TEXT:
## Begin

Supreme Court of Iowa
Oct 1, 2008
759 N.W.2d 3 (Iowa 2008)

Opinion

No. 05-1899.

October 1, 2008.

Appeal from the Iowa District Court for Lee (North) County, Daniel P. Wilson, Judge.

Defendant appeals from district court rulings in a temporary receivership proceeding. AFFIRMED.

James Winke, Fort Madison, pro se. No appearance by appellee.

W. Scott Power of Aspelmeier, Fisch, Power, Engberg Helling, P.L.C., Burlington, for temporary receiver.

Considered by MAHAN, P.J., and VAITHESWARAN and DOYLE, JJ.


James Winke, whom we once described as a "prolific pro se filer," see In re Marriage of Winke, No. 97-1779 (Iowa Ct.App. Dec. 12, 2001), appeals from three district court rulings in a temporary receivership proceeding involving a corporation purportedly owned by the parties pursuant to the terms of a dissolution decree. He raises numerous claims regarding these rulings. We affirm the judgment of the district court.

James and Marilyn Winke were divorced in 1996 pursuant to a stipulated dissolution decree that awarded them equal ownership of Progas Service, Inc., a liquid propane gas business. The parties were thereafter unable to agree as to the control, management, or operation of the corporation.

Marilyn consequently filed a petition for appointment of a temporary receiver, which was granted by the district court in March 1997, to facilitate resolution of the parties' disputes. Unfortunately, James has since been engaged in a protracted pro se legal campaign, filing countless actions involving Marilyn, the temporary receiver, and peripherally involved parties in our state and federal courts.

## End

GIVEN INFORMATION:
## Begin

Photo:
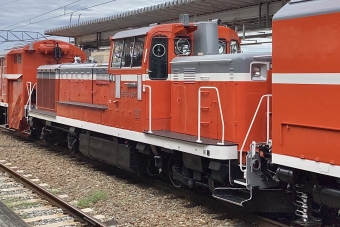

## End

YOUR TASKS:
(a) According to the court opinion, what kind of business was Progas Service, Inc.?
(b) Quote the court opinion word for word between "Considered by MAHAN, P.J., and" and "the district court.", inclusive.
Rely solely on the court opinion and set the material aside.

EXPECTED OUTPUTS:
(a) A liquid propane gas business.

(b)
Considered by MAHAN, P.J., and VAITHESWARAN and DOYLE, JJ.


James Winke, whom we once described as a "prolific pro se filer," see In re Marriage of Winke, No. 97-1779 (Iowa Ct.App. Dec. 12, 2001), appeals from three district court rulings in a temporary receivership proceeding involving a corporation purportedly owned by the parties pursuant to the terms of a dissolution decree. He raises numerous claims regarding these rulings. We affirm the judgment of the district court.